Please show each line in the records below that contains the string "dark", treating uppercase and lowercase letters as different.

> _Stored entries_:
--- START ---
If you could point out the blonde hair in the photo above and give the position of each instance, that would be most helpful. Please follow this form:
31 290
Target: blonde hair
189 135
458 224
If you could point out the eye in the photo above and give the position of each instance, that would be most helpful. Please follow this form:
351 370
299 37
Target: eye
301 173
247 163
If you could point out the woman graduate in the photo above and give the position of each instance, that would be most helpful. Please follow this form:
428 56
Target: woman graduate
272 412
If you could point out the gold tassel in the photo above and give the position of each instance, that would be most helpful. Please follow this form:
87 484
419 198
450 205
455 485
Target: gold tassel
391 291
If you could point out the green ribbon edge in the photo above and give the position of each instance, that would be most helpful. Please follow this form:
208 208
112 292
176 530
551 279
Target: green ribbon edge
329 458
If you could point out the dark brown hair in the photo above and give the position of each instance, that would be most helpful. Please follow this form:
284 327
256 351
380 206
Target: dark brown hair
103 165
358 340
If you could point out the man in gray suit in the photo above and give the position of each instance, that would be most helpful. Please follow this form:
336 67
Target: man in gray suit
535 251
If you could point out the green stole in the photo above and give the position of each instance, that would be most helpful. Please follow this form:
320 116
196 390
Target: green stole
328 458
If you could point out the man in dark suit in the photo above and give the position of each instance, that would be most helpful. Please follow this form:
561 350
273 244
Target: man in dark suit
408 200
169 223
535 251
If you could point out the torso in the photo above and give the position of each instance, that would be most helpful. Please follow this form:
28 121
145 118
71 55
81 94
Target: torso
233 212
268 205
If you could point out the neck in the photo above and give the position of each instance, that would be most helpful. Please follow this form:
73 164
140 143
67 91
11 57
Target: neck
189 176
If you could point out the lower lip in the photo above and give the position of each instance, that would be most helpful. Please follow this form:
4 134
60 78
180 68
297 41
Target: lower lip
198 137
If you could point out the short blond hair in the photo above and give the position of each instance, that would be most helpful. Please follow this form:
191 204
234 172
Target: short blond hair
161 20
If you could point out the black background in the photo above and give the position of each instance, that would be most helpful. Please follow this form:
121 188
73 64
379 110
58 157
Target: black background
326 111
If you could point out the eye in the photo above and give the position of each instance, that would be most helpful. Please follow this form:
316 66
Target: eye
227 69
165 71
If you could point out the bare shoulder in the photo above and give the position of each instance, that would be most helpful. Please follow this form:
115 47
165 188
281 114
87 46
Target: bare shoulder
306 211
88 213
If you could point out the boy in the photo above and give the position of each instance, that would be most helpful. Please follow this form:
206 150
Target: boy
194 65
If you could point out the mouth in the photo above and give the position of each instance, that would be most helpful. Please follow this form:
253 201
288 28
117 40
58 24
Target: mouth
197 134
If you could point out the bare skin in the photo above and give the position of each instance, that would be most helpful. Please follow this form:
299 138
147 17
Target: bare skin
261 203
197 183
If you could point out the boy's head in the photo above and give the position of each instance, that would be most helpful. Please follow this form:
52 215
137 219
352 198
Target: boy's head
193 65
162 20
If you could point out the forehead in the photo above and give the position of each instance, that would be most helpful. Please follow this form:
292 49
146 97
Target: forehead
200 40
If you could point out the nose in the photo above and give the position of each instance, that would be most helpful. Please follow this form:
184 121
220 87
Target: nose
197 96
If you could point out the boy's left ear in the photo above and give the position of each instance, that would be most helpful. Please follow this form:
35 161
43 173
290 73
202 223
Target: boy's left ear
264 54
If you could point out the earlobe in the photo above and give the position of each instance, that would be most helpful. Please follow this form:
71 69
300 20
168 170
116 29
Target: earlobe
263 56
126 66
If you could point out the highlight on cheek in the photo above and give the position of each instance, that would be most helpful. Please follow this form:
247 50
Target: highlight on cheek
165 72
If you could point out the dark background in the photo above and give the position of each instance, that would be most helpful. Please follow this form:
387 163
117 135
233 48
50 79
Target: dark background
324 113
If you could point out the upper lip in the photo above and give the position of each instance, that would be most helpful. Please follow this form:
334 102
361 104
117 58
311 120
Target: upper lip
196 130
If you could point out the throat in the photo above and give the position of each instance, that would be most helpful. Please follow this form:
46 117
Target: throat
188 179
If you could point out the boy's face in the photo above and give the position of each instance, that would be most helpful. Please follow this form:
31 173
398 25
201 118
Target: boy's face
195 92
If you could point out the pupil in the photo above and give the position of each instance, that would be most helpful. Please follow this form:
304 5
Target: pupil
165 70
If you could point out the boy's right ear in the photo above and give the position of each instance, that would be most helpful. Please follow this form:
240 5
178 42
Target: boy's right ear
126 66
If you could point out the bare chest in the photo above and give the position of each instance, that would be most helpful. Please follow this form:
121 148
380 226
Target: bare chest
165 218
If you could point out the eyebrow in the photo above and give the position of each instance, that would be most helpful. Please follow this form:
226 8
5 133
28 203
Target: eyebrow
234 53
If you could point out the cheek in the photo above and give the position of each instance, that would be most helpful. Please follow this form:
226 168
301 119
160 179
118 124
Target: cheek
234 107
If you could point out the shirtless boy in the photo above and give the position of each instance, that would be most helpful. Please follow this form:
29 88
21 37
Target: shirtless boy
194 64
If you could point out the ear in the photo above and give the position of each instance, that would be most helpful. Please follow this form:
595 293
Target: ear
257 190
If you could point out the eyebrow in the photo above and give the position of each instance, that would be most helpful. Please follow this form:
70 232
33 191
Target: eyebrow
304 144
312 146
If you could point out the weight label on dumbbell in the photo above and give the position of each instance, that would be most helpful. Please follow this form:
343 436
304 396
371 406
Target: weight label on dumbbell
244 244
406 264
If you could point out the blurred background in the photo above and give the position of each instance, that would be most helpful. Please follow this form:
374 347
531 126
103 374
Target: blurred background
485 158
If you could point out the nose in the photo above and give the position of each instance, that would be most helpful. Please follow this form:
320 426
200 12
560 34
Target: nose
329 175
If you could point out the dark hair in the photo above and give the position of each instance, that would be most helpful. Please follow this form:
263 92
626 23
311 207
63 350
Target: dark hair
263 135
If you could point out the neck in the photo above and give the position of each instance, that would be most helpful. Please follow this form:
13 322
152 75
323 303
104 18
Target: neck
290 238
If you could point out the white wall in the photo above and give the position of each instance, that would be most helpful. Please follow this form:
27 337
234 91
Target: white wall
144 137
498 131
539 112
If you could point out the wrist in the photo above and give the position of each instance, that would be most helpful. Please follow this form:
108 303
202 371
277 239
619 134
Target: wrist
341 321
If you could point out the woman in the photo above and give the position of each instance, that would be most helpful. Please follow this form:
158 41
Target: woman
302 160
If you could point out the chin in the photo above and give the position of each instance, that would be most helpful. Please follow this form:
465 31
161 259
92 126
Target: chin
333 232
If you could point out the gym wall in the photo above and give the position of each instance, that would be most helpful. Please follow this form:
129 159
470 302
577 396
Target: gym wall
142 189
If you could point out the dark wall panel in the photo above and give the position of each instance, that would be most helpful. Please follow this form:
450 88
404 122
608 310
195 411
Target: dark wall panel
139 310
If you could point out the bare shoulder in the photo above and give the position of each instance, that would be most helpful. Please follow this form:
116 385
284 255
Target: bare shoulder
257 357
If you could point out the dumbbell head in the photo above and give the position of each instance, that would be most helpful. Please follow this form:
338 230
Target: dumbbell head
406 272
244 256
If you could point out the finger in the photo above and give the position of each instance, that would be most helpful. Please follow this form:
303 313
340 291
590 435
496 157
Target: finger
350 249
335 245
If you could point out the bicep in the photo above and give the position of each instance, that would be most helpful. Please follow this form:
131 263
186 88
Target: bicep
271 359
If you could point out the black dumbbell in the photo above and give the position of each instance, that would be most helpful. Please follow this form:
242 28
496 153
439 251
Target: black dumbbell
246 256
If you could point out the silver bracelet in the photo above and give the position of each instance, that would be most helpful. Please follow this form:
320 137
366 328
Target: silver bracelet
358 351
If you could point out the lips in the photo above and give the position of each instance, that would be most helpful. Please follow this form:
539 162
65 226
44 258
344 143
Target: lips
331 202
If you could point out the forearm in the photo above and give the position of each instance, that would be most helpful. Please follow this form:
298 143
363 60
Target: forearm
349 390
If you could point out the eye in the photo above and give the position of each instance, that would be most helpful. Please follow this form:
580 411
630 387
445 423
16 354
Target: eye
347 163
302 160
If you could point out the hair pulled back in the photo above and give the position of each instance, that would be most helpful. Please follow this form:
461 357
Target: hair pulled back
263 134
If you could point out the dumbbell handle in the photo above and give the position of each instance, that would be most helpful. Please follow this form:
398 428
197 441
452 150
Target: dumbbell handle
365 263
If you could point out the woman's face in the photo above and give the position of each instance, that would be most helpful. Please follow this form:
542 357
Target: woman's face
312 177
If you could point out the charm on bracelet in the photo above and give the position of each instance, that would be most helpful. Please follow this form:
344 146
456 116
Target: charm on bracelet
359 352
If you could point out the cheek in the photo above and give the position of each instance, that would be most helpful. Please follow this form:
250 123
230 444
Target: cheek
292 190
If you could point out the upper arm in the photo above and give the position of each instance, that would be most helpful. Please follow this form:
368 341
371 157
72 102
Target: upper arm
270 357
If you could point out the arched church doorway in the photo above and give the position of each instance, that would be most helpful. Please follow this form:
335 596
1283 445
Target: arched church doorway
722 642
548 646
--- END ---
--- START ---
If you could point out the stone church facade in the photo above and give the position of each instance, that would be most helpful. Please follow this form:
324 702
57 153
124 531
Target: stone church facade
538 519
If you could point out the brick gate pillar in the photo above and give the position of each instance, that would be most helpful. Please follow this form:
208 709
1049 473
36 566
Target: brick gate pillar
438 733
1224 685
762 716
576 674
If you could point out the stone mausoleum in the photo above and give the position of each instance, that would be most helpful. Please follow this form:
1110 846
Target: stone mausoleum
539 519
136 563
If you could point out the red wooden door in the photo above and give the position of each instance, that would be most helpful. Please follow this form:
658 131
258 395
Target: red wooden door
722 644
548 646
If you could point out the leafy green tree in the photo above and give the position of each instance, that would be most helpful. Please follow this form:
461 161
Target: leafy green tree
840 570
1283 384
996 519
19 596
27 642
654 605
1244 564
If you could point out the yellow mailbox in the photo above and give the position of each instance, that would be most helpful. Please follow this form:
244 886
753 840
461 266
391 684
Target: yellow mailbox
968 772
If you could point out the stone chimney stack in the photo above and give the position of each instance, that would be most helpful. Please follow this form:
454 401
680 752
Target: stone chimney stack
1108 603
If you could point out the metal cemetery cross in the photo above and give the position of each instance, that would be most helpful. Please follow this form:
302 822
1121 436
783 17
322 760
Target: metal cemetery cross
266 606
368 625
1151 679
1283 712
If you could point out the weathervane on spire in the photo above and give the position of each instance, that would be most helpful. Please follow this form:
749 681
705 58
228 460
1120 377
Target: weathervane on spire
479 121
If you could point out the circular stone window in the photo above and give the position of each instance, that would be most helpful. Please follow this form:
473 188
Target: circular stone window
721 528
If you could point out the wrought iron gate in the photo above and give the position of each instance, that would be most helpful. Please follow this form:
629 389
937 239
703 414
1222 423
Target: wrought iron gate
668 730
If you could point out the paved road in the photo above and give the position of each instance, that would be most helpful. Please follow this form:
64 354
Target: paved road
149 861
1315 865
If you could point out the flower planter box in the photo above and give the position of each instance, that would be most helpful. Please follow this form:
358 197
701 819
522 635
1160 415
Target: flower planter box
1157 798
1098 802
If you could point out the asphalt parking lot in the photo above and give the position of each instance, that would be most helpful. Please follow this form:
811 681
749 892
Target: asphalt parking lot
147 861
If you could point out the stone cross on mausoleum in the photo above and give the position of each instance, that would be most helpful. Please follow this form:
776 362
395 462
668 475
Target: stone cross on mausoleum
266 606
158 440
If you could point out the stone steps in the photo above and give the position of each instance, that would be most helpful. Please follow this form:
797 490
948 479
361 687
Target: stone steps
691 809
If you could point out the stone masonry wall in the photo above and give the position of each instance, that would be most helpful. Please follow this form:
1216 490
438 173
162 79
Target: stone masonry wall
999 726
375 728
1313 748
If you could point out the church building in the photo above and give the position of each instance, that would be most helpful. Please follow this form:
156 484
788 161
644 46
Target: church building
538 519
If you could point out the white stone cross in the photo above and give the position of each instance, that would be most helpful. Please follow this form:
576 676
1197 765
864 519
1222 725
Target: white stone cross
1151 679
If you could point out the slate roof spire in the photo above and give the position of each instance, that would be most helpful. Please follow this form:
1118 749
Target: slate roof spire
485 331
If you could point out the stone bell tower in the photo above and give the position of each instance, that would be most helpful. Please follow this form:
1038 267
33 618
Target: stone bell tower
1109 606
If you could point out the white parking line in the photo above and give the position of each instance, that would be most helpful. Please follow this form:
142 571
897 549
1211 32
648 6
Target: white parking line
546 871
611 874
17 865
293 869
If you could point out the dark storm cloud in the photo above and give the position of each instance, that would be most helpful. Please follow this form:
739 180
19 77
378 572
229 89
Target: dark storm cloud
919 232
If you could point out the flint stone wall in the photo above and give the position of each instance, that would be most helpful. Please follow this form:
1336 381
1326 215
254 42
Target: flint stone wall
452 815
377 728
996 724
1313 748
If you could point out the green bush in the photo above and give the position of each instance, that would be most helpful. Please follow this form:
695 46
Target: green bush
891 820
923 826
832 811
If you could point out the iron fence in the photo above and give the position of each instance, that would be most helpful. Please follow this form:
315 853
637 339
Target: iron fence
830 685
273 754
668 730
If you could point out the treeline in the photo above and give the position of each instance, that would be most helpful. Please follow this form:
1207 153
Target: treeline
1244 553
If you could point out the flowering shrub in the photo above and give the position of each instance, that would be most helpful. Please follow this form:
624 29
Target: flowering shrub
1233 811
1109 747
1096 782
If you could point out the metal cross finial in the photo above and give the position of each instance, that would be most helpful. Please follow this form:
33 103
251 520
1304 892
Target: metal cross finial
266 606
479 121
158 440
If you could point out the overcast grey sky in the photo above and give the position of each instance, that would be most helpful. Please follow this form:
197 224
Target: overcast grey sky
--- END ---
> _Result of the exercise_:
If you could point out the dark brown hair in the photo above and give the position of each instance, that would be most helpful. Please follow this form:
Target: dark brown hair
If you could point out the man in dark suit in the photo above and give the position of each instance, that would be most helpful. Please follow this form:
Target: man in dark suit
If you could point out the dark background in the photo above and give the position of each instance, that would be most helpful. Please follow this form:
Target: dark background
If you could point out the dark hair in the photo above and give the position of each instance, that would be most helpful. Please follow this form:
Target: dark hair
If you could point out the dark wall panel in the photo above and give the position of each instance, that would be most helpful. Please follow this form:
Target: dark wall panel
If you could point out the dark storm cloud in the photo above and give the position of each instance, that would be most helpful. Please follow this form:
Target: dark storm cloud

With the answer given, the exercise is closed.